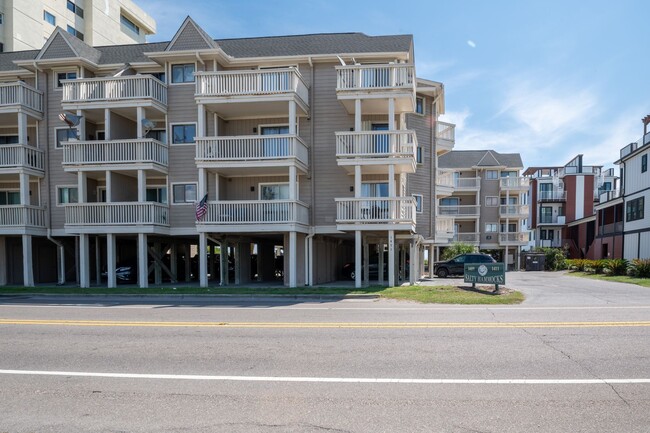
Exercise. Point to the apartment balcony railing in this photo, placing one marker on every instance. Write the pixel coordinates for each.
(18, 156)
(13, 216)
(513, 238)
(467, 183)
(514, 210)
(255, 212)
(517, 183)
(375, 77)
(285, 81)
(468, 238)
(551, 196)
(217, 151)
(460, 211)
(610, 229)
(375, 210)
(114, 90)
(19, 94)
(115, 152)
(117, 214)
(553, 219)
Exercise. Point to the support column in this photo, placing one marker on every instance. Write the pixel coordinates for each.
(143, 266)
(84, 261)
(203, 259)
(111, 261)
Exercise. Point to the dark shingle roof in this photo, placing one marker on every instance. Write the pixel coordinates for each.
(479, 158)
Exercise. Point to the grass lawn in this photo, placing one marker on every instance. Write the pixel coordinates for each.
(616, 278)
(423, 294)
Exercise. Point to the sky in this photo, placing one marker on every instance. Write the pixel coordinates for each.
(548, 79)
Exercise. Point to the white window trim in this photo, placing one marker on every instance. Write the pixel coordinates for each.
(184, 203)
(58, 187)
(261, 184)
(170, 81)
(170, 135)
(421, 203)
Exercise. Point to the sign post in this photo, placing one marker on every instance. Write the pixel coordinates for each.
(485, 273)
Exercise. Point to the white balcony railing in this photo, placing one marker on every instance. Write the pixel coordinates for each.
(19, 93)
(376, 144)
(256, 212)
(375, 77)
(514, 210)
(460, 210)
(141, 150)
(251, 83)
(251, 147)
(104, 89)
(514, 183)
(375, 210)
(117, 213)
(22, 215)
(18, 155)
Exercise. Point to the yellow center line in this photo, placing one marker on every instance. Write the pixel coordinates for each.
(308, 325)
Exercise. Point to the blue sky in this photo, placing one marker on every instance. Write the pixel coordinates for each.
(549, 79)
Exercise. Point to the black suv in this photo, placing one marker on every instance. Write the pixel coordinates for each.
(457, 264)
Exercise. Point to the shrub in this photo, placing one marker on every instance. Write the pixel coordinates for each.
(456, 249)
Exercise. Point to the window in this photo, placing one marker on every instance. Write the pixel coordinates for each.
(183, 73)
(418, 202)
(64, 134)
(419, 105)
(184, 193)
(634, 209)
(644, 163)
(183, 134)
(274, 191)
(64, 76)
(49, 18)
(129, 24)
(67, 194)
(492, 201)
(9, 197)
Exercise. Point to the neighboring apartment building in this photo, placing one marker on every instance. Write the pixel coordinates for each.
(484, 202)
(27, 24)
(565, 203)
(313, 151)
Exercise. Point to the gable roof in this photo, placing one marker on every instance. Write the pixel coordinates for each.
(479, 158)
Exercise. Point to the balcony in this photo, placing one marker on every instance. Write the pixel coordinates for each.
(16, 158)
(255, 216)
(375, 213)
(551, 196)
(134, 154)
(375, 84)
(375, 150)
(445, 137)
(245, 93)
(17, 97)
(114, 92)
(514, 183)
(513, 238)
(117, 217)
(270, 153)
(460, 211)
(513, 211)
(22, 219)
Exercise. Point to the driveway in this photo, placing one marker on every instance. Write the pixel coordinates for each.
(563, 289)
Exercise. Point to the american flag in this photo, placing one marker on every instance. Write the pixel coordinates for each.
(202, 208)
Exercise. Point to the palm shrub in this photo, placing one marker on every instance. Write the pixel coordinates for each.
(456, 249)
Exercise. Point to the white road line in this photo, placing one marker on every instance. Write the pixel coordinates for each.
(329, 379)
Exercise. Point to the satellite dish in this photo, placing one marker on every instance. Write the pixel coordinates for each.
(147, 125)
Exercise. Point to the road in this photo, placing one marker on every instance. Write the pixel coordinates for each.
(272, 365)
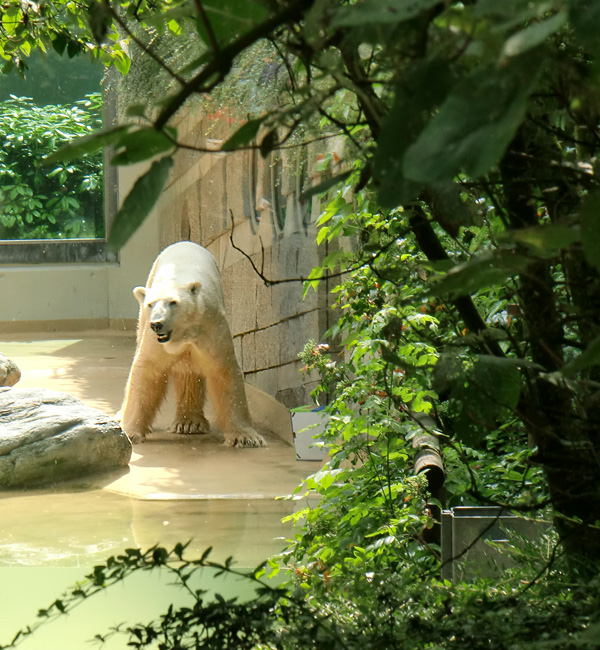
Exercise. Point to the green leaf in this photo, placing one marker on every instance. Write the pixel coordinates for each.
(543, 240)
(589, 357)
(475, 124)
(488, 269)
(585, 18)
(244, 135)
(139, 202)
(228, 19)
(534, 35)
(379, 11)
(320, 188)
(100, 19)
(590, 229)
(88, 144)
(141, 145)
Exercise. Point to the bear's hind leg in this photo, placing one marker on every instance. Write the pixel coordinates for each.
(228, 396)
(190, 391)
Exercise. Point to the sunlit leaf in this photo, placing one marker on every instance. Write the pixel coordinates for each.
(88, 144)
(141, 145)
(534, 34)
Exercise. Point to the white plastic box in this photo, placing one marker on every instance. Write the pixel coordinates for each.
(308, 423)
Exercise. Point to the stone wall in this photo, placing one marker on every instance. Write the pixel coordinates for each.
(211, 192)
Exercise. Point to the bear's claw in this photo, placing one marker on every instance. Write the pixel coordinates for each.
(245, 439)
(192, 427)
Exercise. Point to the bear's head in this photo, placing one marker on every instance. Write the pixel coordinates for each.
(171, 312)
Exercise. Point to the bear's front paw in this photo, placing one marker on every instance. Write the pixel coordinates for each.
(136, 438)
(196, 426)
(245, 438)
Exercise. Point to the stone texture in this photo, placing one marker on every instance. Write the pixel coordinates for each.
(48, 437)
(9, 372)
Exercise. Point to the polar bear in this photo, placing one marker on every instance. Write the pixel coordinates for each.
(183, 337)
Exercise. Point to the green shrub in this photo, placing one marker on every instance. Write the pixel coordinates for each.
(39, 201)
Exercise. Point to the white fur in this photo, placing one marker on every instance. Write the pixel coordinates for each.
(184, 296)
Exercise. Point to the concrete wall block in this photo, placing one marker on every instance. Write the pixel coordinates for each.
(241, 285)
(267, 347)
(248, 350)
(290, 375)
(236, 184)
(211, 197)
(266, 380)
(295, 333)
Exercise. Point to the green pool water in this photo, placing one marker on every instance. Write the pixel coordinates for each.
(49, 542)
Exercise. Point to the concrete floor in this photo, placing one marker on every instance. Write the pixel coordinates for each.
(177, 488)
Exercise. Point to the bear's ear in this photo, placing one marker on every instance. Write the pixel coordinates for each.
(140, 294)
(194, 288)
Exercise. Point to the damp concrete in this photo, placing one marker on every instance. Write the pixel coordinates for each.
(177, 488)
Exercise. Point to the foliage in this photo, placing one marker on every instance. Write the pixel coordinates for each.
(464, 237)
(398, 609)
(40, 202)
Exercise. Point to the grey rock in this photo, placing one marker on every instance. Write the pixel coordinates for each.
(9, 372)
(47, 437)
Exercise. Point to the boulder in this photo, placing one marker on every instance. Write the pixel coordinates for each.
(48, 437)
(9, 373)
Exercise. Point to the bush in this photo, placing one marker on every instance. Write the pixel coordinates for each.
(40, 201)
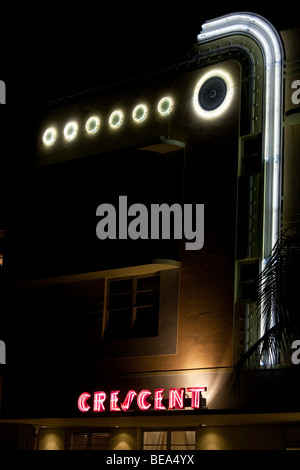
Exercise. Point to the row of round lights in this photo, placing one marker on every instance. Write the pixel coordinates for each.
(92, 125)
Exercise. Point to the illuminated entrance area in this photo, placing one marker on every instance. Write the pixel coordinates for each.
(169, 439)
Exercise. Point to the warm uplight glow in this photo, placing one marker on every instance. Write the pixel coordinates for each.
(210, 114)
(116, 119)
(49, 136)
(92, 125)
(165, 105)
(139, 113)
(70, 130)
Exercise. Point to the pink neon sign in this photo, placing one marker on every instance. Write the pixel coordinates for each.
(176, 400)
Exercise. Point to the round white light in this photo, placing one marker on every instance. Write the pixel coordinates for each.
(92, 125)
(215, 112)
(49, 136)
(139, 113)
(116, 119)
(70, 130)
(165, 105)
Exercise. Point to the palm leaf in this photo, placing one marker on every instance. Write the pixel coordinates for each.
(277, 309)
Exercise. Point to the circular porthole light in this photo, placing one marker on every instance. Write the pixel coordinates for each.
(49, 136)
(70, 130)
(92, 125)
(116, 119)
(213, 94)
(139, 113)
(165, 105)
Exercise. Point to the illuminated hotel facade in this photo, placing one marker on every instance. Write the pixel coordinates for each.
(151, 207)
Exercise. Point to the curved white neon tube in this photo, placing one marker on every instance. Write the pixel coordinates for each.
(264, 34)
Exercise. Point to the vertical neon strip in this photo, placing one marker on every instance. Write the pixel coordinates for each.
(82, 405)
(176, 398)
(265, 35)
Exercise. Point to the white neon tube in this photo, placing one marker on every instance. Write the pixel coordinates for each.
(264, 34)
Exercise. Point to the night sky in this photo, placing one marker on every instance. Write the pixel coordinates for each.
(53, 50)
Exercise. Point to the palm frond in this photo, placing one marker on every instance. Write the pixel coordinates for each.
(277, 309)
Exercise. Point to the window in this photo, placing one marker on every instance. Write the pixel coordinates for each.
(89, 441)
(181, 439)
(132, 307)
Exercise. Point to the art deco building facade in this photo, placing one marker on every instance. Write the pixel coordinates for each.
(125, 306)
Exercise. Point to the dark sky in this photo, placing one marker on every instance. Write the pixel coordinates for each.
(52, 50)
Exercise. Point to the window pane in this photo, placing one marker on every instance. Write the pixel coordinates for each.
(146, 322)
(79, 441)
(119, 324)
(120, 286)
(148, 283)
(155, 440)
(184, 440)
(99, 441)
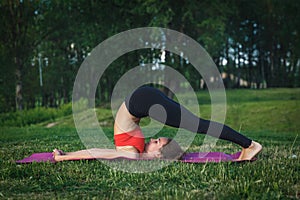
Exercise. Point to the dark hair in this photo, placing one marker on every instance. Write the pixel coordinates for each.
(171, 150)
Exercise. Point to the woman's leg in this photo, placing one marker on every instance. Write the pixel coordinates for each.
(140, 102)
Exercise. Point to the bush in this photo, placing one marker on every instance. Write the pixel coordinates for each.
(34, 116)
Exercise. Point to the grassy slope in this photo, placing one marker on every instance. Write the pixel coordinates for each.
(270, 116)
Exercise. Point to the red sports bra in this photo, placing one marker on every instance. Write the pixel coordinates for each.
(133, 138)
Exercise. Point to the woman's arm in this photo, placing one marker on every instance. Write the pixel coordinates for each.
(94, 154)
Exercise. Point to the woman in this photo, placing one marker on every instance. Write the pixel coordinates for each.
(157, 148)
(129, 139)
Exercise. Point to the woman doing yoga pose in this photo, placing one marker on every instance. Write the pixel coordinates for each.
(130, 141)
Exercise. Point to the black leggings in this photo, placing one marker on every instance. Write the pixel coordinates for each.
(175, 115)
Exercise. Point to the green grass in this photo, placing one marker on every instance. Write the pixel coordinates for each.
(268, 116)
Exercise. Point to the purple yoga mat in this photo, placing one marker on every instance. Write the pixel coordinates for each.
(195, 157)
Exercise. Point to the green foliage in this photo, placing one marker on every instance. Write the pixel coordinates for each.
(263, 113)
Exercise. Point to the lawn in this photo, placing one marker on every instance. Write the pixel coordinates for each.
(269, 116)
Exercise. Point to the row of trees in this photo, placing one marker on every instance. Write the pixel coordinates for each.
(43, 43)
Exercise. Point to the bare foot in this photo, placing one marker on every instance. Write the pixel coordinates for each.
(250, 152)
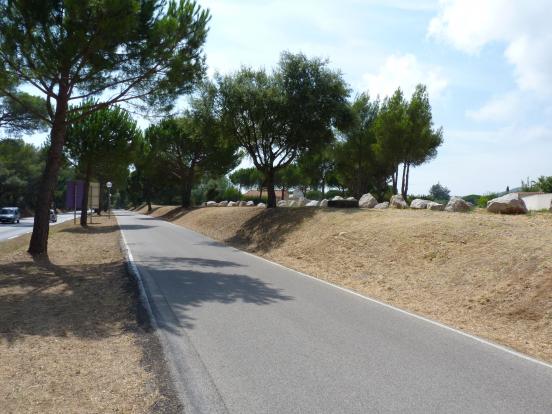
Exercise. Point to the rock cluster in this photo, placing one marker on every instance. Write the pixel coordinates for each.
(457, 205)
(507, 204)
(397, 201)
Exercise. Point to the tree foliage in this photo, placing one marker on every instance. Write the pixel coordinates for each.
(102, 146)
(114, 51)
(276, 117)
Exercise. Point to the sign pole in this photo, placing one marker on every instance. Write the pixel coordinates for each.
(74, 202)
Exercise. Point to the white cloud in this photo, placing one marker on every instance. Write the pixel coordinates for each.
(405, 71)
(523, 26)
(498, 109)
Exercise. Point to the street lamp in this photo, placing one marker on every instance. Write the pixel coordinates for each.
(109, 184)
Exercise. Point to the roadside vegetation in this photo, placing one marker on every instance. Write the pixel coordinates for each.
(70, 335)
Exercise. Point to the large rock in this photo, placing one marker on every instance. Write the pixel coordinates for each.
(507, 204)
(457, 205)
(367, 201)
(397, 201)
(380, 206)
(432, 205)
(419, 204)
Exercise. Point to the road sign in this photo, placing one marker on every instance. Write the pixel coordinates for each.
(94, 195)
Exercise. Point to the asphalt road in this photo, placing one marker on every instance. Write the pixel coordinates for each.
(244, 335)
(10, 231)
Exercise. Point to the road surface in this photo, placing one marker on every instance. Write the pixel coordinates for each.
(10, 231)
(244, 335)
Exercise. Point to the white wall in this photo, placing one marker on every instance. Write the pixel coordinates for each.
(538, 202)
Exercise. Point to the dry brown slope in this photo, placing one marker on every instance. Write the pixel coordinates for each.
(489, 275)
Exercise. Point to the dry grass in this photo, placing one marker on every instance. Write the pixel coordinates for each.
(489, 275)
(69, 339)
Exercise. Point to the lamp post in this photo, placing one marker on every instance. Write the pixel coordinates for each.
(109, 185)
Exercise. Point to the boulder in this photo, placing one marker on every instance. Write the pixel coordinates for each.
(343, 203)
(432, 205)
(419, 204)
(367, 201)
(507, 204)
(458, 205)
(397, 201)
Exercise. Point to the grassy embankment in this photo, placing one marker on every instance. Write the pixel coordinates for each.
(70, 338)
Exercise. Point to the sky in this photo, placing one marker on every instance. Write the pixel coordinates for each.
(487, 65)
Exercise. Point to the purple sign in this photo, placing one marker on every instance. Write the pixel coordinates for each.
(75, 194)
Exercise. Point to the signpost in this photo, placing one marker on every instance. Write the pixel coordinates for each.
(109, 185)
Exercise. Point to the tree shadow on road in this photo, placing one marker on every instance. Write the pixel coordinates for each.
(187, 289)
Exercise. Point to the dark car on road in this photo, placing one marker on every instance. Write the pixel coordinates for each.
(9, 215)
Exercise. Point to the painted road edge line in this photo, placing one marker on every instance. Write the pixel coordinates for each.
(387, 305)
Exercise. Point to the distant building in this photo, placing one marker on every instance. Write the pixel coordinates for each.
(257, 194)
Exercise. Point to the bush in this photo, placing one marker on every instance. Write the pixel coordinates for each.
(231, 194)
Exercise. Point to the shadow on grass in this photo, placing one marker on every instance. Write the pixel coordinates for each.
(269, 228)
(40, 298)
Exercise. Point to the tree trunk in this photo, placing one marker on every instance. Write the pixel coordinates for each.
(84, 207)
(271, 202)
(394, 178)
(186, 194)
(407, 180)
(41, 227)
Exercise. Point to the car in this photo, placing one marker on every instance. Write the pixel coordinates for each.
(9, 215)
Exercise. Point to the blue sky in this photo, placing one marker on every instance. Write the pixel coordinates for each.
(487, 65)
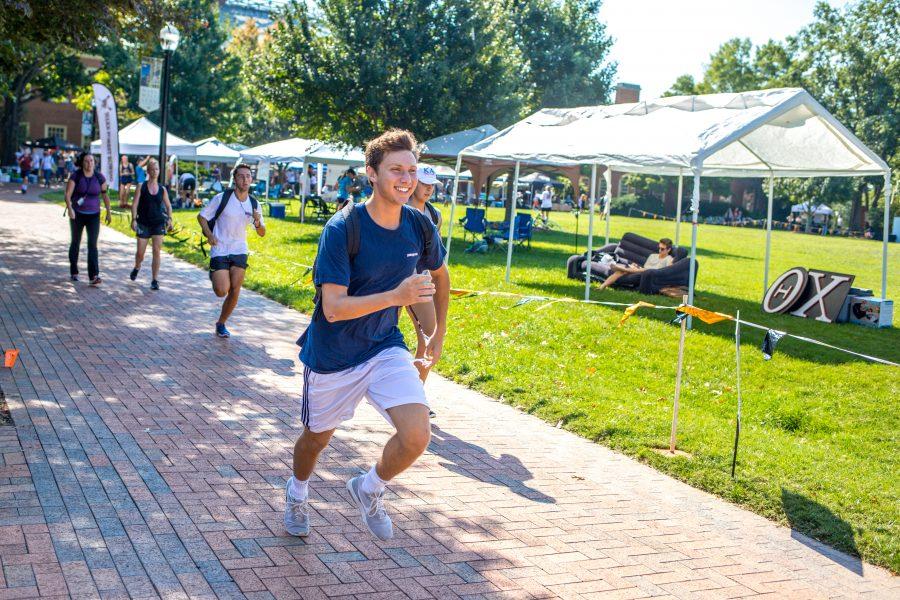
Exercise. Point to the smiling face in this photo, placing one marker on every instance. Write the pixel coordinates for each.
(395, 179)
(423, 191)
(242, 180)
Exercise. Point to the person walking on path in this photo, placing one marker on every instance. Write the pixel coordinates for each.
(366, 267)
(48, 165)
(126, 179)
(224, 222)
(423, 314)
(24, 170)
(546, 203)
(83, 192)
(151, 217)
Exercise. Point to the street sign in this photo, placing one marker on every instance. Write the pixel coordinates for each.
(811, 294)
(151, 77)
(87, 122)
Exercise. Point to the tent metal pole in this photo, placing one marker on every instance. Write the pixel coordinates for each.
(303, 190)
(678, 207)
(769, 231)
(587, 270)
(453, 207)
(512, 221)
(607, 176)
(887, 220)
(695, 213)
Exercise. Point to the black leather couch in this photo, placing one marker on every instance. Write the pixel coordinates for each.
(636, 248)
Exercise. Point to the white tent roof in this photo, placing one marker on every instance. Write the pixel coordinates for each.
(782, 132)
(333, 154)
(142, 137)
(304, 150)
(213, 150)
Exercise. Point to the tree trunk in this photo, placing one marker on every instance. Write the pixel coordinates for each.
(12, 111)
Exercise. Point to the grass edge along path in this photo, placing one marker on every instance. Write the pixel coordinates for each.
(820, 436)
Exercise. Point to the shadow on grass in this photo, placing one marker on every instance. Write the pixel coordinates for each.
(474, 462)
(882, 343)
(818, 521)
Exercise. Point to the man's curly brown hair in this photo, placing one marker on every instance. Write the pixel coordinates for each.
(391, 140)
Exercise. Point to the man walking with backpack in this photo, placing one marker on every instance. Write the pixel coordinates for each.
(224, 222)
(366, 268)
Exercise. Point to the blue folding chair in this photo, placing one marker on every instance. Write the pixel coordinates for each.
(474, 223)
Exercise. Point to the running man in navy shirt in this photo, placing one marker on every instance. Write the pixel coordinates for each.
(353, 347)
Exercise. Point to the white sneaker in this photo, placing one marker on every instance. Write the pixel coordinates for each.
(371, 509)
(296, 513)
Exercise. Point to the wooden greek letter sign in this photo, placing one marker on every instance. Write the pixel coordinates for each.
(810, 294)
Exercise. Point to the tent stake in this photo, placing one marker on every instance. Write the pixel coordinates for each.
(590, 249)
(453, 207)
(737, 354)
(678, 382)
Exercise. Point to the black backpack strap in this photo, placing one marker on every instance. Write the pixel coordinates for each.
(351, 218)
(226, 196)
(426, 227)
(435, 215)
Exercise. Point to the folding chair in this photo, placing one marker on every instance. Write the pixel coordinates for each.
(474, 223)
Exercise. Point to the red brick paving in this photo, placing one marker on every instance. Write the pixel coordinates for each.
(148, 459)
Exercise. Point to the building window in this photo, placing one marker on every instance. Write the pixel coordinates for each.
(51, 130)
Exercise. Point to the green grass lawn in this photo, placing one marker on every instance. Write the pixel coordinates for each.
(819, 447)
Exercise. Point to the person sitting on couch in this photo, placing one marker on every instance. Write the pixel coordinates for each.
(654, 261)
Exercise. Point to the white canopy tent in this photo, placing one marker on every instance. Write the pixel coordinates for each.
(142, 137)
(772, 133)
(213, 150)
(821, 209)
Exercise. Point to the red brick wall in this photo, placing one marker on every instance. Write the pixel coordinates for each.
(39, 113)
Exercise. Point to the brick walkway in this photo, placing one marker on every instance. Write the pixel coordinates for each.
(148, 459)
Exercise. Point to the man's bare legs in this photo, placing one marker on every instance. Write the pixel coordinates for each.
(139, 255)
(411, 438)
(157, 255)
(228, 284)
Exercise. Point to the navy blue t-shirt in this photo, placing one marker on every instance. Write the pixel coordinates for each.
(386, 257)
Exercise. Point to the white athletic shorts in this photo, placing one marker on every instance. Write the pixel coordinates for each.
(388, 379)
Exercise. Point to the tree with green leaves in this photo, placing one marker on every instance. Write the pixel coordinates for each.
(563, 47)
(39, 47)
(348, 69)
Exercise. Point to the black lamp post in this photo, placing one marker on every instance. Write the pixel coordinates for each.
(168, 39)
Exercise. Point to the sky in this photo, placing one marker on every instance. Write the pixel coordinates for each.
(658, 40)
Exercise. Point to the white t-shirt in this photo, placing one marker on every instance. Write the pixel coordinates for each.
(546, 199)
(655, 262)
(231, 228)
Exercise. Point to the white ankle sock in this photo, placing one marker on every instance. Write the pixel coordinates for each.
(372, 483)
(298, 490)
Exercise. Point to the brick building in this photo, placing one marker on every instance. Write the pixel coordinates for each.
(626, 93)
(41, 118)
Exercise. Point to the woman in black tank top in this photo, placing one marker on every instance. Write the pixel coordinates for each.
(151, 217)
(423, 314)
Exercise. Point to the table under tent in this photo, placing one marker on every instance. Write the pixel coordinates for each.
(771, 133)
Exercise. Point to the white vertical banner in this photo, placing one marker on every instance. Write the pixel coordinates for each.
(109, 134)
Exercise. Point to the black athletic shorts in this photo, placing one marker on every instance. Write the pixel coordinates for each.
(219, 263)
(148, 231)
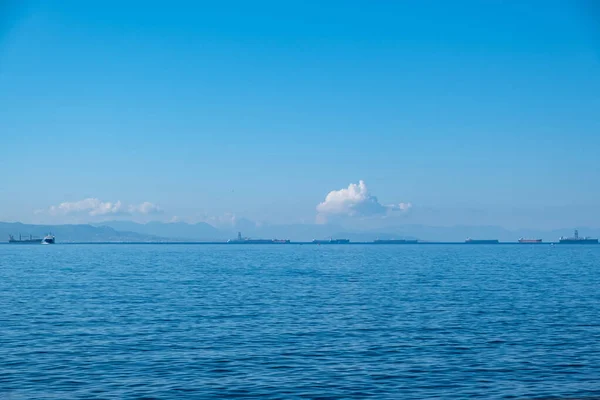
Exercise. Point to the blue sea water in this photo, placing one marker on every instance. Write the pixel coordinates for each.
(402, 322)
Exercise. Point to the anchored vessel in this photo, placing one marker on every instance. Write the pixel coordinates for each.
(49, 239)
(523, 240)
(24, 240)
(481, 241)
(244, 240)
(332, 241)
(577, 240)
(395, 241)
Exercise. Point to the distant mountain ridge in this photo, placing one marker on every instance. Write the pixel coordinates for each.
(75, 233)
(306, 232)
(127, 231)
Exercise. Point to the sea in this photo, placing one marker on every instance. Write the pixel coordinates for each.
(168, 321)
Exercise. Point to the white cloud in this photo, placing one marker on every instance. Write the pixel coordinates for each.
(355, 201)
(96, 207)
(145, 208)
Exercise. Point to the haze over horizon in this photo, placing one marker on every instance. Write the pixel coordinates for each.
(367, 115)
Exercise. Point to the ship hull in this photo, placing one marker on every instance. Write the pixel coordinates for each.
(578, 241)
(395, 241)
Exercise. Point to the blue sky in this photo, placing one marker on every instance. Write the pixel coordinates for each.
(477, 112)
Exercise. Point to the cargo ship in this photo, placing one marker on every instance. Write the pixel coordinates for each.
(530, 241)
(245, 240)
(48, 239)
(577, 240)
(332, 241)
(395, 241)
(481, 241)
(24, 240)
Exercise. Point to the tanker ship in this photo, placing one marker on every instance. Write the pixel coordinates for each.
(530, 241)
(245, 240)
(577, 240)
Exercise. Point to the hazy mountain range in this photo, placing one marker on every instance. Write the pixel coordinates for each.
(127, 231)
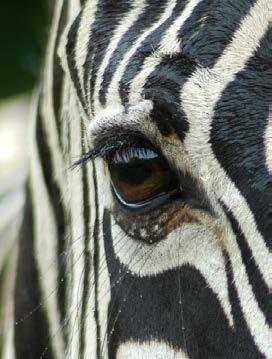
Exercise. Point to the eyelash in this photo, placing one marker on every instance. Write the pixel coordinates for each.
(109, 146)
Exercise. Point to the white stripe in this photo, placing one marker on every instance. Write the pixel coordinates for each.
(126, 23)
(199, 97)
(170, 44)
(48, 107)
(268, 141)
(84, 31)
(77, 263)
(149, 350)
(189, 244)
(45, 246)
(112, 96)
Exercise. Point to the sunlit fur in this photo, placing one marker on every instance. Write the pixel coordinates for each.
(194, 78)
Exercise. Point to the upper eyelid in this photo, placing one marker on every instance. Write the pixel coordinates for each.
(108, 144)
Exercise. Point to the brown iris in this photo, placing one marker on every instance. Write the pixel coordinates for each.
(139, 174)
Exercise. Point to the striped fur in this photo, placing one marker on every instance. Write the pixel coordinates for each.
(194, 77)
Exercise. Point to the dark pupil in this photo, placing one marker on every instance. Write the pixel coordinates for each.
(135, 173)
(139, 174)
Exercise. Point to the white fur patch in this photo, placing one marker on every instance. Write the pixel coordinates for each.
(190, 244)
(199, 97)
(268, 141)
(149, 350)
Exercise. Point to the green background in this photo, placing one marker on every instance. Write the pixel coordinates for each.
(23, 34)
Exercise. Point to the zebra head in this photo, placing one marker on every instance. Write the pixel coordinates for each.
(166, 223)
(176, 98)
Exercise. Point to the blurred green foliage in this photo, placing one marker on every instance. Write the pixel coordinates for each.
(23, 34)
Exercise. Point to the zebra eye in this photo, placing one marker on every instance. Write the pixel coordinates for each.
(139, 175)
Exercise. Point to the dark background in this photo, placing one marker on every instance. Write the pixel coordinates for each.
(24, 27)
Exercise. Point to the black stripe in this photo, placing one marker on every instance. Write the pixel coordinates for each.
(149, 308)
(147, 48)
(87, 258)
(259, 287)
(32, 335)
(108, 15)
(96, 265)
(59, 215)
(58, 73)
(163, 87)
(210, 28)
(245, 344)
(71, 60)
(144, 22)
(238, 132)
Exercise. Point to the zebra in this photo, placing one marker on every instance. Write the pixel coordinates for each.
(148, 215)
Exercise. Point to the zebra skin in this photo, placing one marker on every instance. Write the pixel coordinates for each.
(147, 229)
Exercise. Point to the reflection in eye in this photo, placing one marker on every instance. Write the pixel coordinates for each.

________________________

### STATED EXERCISE
Write out exactly the lines starting with the one that holds "Exercise. Point to the zebra head" and running through the last line above.

### COMPLETE ANSWER
Exercise. Point to the zebra head in this photo, placing one marker on every instance. Write the pixel coordinates for each.
(166, 223)
(176, 98)
Exercise. Point to the blurred green foliage in this photo, placing one marker on every instance. Write the pixel coordinates for each.
(23, 34)
Exercise. Point to the zebra eye in this photo, placing one marker on every instance. Write the pixel coordinates for each.
(139, 175)
Exercise. Point to the dark background in this photo, placing one marker on every instance. Write the pixel coordinates for each.
(24, 27)
Exercise. Point to the black stripe in this photo, placing one marker on every instance. Write the pixel coordinates for each.
(149, 308)
(147, 48)
(87, 258)
(259, 287)
(32, 335)
(108, 15)
(96, 265)
(59, 215)
(58, 73)
(163, 87)
(210, 28)
(245, 344)
(71, 60)
(144, 22)
(238, 132)
Exercise. Point to the zebra in this photo, placing one marker on every instance. Write the pixel coordinates for each.
(148, 215)
Exercise. Point to the zebra skin in this photo, placing one marker on every instance. Write the pixel coordinates for each.
(147, 229)
Exercise. Point to the reflection in eye in this photo, placing one marker on every instance. Write the pixel coordinates for each.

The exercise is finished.